((

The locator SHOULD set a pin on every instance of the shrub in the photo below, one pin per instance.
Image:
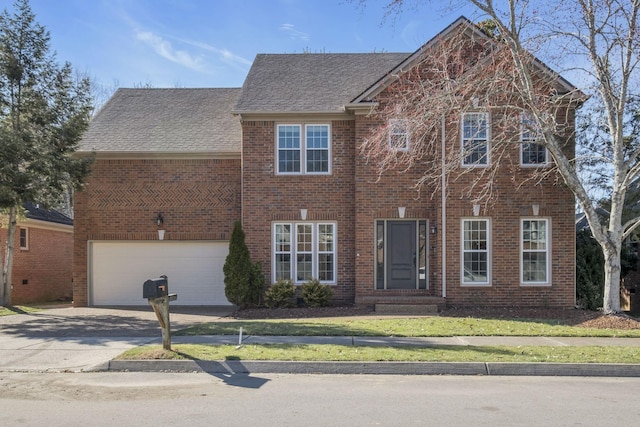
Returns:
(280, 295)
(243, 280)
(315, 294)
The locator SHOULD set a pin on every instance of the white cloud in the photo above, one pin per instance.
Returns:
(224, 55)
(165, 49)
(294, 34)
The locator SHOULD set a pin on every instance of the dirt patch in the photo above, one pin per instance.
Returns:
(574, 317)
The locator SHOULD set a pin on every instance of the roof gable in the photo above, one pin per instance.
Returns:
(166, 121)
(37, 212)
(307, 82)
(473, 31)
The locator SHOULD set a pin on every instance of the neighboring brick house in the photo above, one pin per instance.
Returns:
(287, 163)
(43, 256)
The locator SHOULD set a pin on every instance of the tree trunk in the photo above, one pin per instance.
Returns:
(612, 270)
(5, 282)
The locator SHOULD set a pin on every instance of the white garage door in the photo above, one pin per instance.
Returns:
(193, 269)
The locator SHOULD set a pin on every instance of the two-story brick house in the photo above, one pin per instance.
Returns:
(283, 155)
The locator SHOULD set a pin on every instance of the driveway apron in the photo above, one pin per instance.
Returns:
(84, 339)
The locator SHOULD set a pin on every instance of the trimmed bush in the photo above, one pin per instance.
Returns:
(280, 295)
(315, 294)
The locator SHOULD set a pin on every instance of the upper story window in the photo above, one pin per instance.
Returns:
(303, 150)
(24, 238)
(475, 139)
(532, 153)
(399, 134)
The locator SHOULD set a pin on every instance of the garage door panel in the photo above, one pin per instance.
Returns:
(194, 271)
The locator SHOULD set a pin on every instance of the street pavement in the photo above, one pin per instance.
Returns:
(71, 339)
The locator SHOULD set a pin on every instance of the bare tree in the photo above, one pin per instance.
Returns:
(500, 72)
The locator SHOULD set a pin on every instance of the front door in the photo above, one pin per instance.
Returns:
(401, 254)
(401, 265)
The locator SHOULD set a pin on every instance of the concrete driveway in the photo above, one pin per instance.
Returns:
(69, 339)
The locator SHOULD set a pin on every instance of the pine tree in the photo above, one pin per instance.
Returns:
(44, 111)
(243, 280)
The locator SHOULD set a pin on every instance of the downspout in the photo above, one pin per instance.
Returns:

))

* Task description
Write out every row above as a JSON list of strings, with one string per line and no blank lines. Leave the pictures out of your answer.

* Solution to this task
[
  "The locator SHOULD set a pin on every instance of the shrub in the photo below, one pin per instance.",
  "Image:",
  "Returns:",
  "(280, 295)",
  "(243, 280)",
  "(315, 294)",
  "The locator SHOULD set a pin on every instance of the white cloud in the photo above, one pin per instance.",
  "Returns:",
  "(224, 55)",
  "(165, 49)",
  "(294, 34)",
  "The locator SHOULD set a pin on every instance of the dirt patch in the photo above, one pin per instance.",
  "Returns:",
  "(574, 317)",
  "The locator SHOULD set a pin on every instance of the roof gable in the photo above, one pin per instance.",
  "Returns:",
  "(166, 121)",
  "(37, 212)",
  "(307, 82)",
  "(473, 31)",
  "The locator SHOULD set a pin on every instance of the neighboring brick house in the photo above, one pin per instance.",
  "Returns:",
  "(287, 163)",
  "(43, 256)",
  "The locator SHOULD set a pin on every instance of the tree trunk in the photo above, one pin per instance.",
  "Returns:",
  "(612, 270)",
  "(5, 282)",
  "The locator SHOULD set a pin on every instance of the white garage door in the photo above, one pin per instance.",
  "Returns:",
  "(193, 269)",
  "The locator SHOULD set a pin on every instance of the two-story brick house in the photo above, one pin per instance.",
  "Returns:",
  "(283, 155)",
  "The locator SHOULD set a pin on every instance of the driveway apron in the photo above, one pin per instance.",
  "Returns:",
  "(84, 339)",
  "The locator SHOULD set a pin on every instance of the trimmed bush in the photo above, one pin per instance.",
  "Returns:",
  "(280, 295)",
  "(315, 294)",
  "The locator SHOULD set a pin on every instance of the upper story window in the photo above, one pin per instance.",
  "Returns:",
  "(303, 150)",
  "(24, 238)",
  "(475, 139)",
  "(532, 153)",
  "(399, 134)",
  "The locator SHOULD set a pin on every instance of the garage door panel in the photo above, one pin per instance.",
  "Returns:",
  "(194, 271)",
  "The locator SHOULD set a pin on every instance of the street pavement in the photo above, one pin per instance.",
  "Returns:",
  "(71, 339)",
  "The locator SHOULD set a pin on every instance of the bare tree in the photo above, one pin per instance.",
  "Returns:",
  "(500, 72)",
  "The locator SHOULD set a pin on every instance of the front door in the photo above, one pin per instance.",
  "Returns:",
  "(401, 254)",
  "(401, 265)",
  "The locator SHOULD set a pin on every instance of the concrete driveway in the photo above, one pin per instance.",
  "Returns:",
  "(69, 339)",
  "The locator SHOULD set a pin on every instance of the pine tree in the photo above, one pin per instance.",
  "Returns:",
  "(44, 111)",
  "(243, 280)",
  "The locator SHOULD set a pin on every instance of the downspout in the photo above, one pin per instance.",
  "Returns:"
]